Do this -
Could every line of the data be printed exactly as it reads?

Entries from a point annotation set
-=-=-=-=-
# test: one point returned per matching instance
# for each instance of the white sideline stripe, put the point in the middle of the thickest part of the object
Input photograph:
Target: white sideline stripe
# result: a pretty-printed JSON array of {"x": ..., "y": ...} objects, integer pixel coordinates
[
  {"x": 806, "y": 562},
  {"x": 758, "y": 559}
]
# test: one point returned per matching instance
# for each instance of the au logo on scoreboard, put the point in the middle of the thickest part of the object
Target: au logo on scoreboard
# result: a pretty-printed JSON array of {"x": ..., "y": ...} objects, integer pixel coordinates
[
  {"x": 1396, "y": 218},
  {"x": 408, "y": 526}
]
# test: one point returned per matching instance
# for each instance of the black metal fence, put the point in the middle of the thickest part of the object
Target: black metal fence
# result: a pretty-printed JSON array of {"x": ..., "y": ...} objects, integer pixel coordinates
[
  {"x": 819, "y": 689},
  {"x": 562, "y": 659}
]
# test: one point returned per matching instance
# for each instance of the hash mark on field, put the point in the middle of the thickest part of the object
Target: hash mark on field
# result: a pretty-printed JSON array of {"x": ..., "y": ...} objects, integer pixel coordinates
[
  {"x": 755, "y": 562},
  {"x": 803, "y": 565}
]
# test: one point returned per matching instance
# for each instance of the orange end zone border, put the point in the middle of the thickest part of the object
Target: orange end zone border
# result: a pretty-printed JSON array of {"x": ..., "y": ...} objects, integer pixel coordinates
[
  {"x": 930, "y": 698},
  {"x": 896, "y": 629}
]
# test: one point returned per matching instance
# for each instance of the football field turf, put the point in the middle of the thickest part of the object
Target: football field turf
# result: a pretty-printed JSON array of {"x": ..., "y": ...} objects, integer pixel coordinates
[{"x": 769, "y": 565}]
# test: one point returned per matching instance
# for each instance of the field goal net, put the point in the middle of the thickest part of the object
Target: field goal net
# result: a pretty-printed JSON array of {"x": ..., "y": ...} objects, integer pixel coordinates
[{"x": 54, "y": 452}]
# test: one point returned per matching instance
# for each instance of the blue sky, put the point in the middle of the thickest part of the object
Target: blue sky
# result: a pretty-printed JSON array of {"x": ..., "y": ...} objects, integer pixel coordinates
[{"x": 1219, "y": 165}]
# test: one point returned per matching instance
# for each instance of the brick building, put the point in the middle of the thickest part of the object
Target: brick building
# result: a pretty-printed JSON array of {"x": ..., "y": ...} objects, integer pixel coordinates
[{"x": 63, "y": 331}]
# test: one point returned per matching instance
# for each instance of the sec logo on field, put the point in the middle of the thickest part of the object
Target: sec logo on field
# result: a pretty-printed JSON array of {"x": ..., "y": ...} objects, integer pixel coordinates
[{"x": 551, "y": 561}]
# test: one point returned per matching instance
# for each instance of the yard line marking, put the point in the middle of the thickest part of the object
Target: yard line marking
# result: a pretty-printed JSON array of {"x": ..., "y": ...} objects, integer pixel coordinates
-=-=-=-=-
Output for this task -
# test: one point returned per matching instance
# for each instance of the white sideline stripe, put the point in the middle of the thickest part of the object
Input photograph:
Target: white sideline stripe
# result: a pretty-printed JSON array of {"x": ..., "y": ...} objects, integer pixel coordinates
[
  {"x": 806, "y": 562},
  {"x": 758, "y": 559}
]
# test: one point returned per matching instance
# for each instance of the au logo on scoreboard, put the point in the middle of the thickest part of the object
Target: au logo on scoreboard
# result: a pretty-printed JSON array of {"x": ..., "y": ...} objects, integer pixel coordinates
[
  {"x": 1396, "y": 218},
  {"x": 408, "y": 526}
]
# test: one point returned per matching instance
# for each instance of the black metal fence, put the point in the middle of the thickest part of the object
Target: black metal fence
# result: a pretty-printed JSON array of {"x": ..., "y": ...} objects, integer pixel coordinates
[
  {"x": 819, "y": 689},
  {"x": 562, "y": 659}
]
# test: one point returned per matching instance
# for each instance of the hash mark on field, put the point in the middle of the thickest part of the object
Target: hash mark on field
# result: a pretty-printed JSON array of {"x": ..., "y": ...} objects, integer pixel coordinates
[
  {"x": 755, "y": 562},
  {"x": 803, "y": 565}
]
# test: one point returned per matching instance
# for each instance of the orange end zone border, put the point in the middle of the thickest part of the object
Target: orange end zone border
# result: a pretty-printed JSON array of {"x": ..., "y": ...} objects, integer pixel coordinates
[
  {"x": 930, "y": 698},
  {"x": 896, "y": 629}
]
# test: one point returned per matching instance
# for each instance of the football field turf, put the point in the middle of the thickest part of the object
Target: football field turf
# result: a pretty-printed JSON array of {"x": ..., "y": ...} objects, integer pixel coordinates
[{"x": 769, "y": 565}]
# test: one point returned per matching instance
# for each instance of the field goal net, put the point in the middle of the thickest part of the object
Target: field goal net
# result: a pretty-printed JSON array of {"x": ..., "y": ...} objects, integer pixel coordinates
[{"x": 54, "y": 452}]
# test: one point returned per matching instance
# for each instance of the blue sky, put the point in the middle of the thickest part of the object
Target: blue sky
# result: a pretty-printed JSON array of {"x": ..., "y": ...} objects, integer pixel coordinates
[{"x": 1219, "y": 165}]
# test: one point returned per matching instance
# for each instance of the brick building, put the point in the middle of the thickest part of the object
Target: brick building
# result: a pretty-printed JSON array of {"x": ..., "y": ...} objects, integer pixel coordinates
[{"x": 63, "y": 331}]
# test: one point returned per matching instance
# for each instance of the sec logo on field, put the point in the middle of the thickest part of the object
Target: sec logo on field
# result: a pretty-printed JSON array of {"x": ..., "y": ...} objects, integer pixel coordinates
[{"x": 551, "y": 561}]
# test: one point returned per matching instance
# for each instance of the yard line marking, put the point in the middle of the thickest part of the object
Target: yard line marking
# result: a pretty-printed JSON array of {"x": ..., "y": ...} objects, integer pixel coordinates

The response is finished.